> _INSTRUCTION_
Return the lines of the records below verbatim, from the line with "Cam-trap alert: motion was detected. Identify black" up to and including the line with "132, 305, 177, 468".

━━━━━━━━

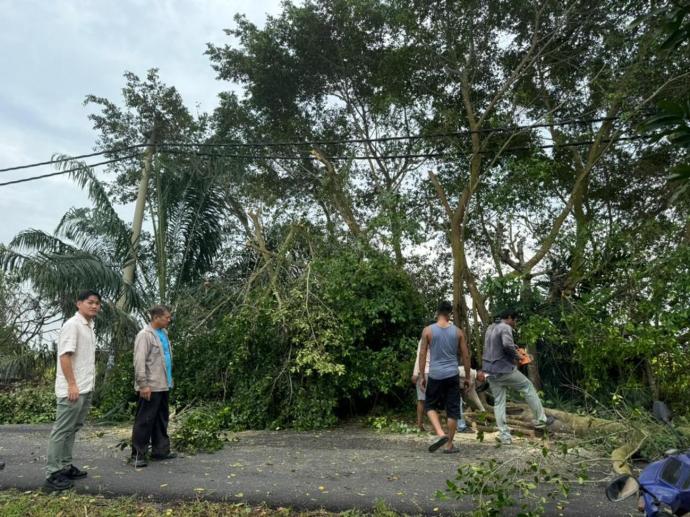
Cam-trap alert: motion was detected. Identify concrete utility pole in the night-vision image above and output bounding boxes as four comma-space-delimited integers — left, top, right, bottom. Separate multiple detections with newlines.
116, 118, 158, 311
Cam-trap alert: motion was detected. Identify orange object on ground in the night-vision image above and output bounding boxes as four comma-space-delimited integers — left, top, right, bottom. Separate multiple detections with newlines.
518, 347, 532, 366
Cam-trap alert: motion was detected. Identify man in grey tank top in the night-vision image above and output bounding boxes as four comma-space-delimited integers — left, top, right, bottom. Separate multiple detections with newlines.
418, 301, 470, 454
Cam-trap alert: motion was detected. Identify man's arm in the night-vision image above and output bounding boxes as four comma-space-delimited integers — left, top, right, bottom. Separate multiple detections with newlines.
60, 352, 79, 402
501, 325, 519, 362
134, 332, 151, 400
58, 323, 79, 402
458, 328, 472, 387
417, 327, 431, 389
412, 339, 422, 384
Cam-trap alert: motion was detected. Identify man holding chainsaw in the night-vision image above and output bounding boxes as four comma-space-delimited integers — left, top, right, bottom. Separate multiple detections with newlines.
482, 310, 548, 445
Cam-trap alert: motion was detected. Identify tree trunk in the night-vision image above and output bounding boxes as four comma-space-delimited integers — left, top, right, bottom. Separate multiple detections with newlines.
117, 122, 156, 311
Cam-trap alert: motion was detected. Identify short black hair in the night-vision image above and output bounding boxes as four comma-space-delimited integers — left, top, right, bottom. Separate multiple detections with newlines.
436, 300, 453, 318
149, 305, 170, 319
498, 309, 520, 320
77, 289, 102, 302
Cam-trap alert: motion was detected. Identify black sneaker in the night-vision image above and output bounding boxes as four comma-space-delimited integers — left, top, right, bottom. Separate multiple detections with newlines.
151, 452, 177, 461
62, 465, 88, 479
43, 471, 74, 492
129, 456, 149, 469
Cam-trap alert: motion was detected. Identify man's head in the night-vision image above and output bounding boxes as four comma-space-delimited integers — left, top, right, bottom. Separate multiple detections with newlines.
149, 305, 172, 329
498, 309, 518, 328
77, 289, 101, 320
436, 300, 453, 321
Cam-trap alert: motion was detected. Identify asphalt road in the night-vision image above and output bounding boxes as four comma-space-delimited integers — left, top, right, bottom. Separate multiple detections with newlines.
0, 425, 635, 517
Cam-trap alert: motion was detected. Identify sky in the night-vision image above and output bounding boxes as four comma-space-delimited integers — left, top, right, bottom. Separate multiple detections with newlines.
0, 0, 280, 244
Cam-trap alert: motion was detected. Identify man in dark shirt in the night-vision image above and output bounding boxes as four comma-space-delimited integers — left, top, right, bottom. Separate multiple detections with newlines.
482, 310, 547, 444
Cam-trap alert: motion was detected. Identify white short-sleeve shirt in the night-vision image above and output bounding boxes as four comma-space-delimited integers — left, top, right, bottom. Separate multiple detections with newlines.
55, 312, 96, 398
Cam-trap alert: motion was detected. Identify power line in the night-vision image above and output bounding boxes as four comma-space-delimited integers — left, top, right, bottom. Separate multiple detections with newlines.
0, 154, 139, 187
0, 135, 649, 187
159, 117, 618, 148
0, 117, 640, 175
0, 144, 146, 172
160, 135, 649, 161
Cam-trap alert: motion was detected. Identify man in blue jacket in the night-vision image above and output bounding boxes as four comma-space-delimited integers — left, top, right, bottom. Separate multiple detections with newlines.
132, 305, 177, 468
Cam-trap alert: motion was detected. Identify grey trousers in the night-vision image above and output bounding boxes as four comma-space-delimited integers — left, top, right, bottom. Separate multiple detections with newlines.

━━━━━━━━

> _SOLUTION_
Cam-trap alert: motion was detected. Identify black sneaker in the night-vision image above and output bounding boxes as four comma-space-delimited integers — left, top, right, bottom. Separate multiple detections with newlines.
151, 452, 177, 461
62, 465, 88, 479
43, 471, 74, 492
129, 456, 149, 469
Cam-trap alert: motion was detected. Identify man's head in the night-vision image above and output bounding boxes as four comma-space-delimited integers — left, top, right, bottom. Separate multiple detections with newlines.
149, 305, 172, 329
498, 309, 518, 328
77, 289, 101, 320
436, 300, 453, 321
Cam-trap alert: motion was detected. Identify asphalt road in the night-vision image above and output bounding boxes as four comma-space-delimited integers — left, top, right, bottom. Separate multiple detections with newlines.
0, 425, 635, 517
Cam-trap alert: motion was detected. Identify sky in the night-vision image above and output bounding boxes as four comma-space-delimited integers — left, top, right, bottom. Separate multiple detections with newlines.
0, 0, 280, 244
Cam-trap alert: motion was detected. Identify man in dark shirt in the night-vision image above and output bounding boxes as four comma-space-delimited integers — left, top, right, bottom. Separate multiple detections with newlines.
482, 310, 547, 444
Cam-trap alert: motion was detected. Identify white short-sleeve shirt in the night-vision image above and output bounding boxes as four comma-space-delimited integers — left, top, right, bottom. Separate multiple detections with newlines.
55, 312, 96, 398
Cam-trap alert: motion was detected. Identify power line in the night-vision image above and output bounding boxes as four comma-space-delimited integers — left, top, right, bottom. Separate multiple detections with newlines.
0, 154, 139, 187
0, 135, 649, 187
159, 117, 618, 148
0, 117, 640, 175
0, 144, 146, 172
160, 135, 649, 161
Cam-trap alert: motion was detected. Identify man in blue jacket in the night-vision image above and output bounding boxes as four comma-space-delimited integers — left, top, right, bottom. Separate multiple detections with newlines.
132, 305, 177, 468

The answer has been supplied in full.